Page extract ->
Energy Storage and the California "Duck Curve"

Michael Burnett
June 1, 2016

Submitted as coursework for PH240, Stanford University, Fall 2015


Fig. 1: CAISO's 2013 illustration of the "duck curve," in which net load is plotted versus the time of day for a particular California spring day. The significant drop during midday (the duck's back) is caused by the large power input from solar resources. Predictions for different years are included on the graph; this article examines the estimated 2015 net load. [1] (Courtesy of CAISO)

California Independent System Operator (CAISO)'s "duck curve" illustration (see Fig. 1) shows the challenge of integrating intermittent resources like wind and solar power into our existing infrastructure and consumption habits. Energy storage will likely play an important role in the successful integration of renewable resources, in conjunction with other improvements and efficiency boosts to multiple layers of the power system. As a simple thought experiment, this article roughly estimates the capital cost and scale required to "fix" the intermittency problem on a daily basis through energy storage alone.

California ISO and the Duck Curve

California Independent System Operator (CAISO) is an independent organization that operates the power grid serving most of California. In other words, CAISO is the entity responsible for coordinating electricity generation and transmission across the state, and for forecasting electricity demand in the near future in order to ensure sufficient generation is achieved. While CAISO itself is not responsible for generating power for the grid, it oversees the energy production market and is charged with securing enough power to satisfy California's electricity demand at any given time.

As renewable energy resources (primarily wind and solar) achieve higher market penetration, they present a new problem for CAISO and other independent system operators: because many of these energy sources are inherently intermittent, the amount of power that must be generated by conventional plants will become more variable on an hourly basis. For instance, solar power generation occurs during daylight hours, meaning conventional power generation doesn't need to produce as much power around midday as during the nighttime. Intermittent resources like wind and solar power are called variable generation resources.

Time Net Load
Time Net Load
0030 20920 1230 12560
0130 19960 1330 12080
0230 19280 1430 12120
0330 18880 1530 12480
0430 19120 1630 13240
0530 19280 1730 15360
0630 19440 1830 20280
0730 19720 1930 24880
0830 19360 2030 26560
0930 17160 2130 25600
1030 15040 2230 24120
1130 13600 2330 22280
Table 1: Estimated net load values for 2020 from CAISO's "duck curve" image (Fig. 1). Data acquired by tracing the original CAISO graph with ~20 MW precision.

This situation is the basis of the problem shown in the so-called "duck curve." Because variable generation resources like solar power significantly reduce the load on conventional generators during the day but not during the night, a surge in generation demand may occur as the sun sets. This trend is shown in Fig. 1. [1] Plotted against the time of day is the net load, which is defined as the total load on the power grid (i.e. power demand from consumers) minus input from variable generation resources (i.e. wind and solar). [1] The plot depicts hourly net load for a certain March 31st day, with different net load predictions provided for each year through 2020. The plot is said to resemble certain species of waterfowl because of the high peak on the right (the head), drooping midsection (the back), and taller left side (the tail).

What is asked ->
A. How does the duck curve article define net load?
B. Write the next part of the duck curve article, starting after its last sentence.
The entries come from a separate source unrelated to the duck curve article.

Data ->
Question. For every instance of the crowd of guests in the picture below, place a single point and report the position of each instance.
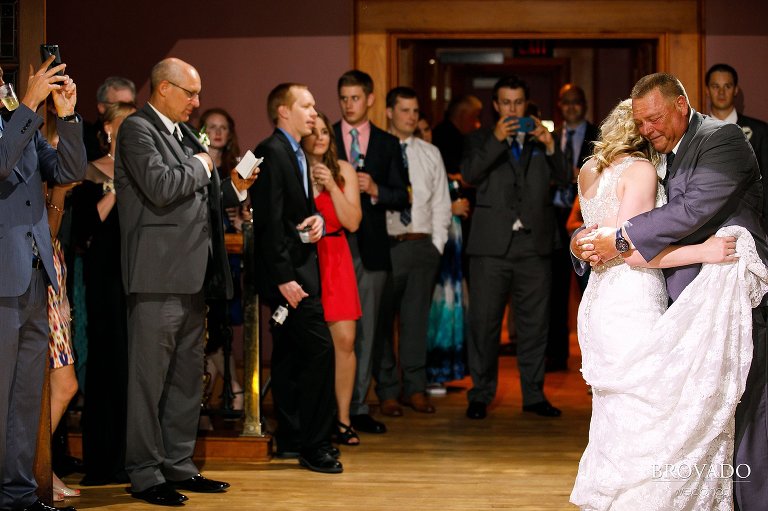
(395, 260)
--
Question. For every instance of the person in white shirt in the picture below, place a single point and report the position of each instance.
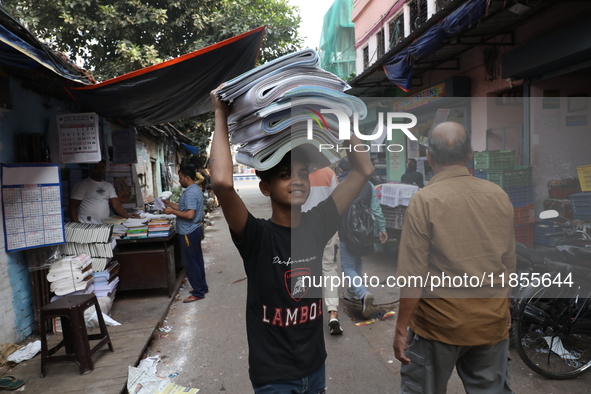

Exercise answers ->
A. Net load is the total load on the power grid minus the input from variable generation resources such as wind and solar.

B.
Note that CAISO does not specify how they produced the hourly net loads shown in the "duck curve" image, nor under what conditions the hourly net loads were modeled. (Some accuse CAISO of using a worst-case scenario for the spring day in which clear, sunny skies boost solar production while cold temperatures increase nighttime heating demand to exaggerate the curve's steepness. The political motivations for this debate are complex and worth researching.) CAISO also does not provide the exact net load values plotted in the image; for the purposes of this article, the 2020 net load curve was traced to estimate CAISO's hourly net load values (see Table 1).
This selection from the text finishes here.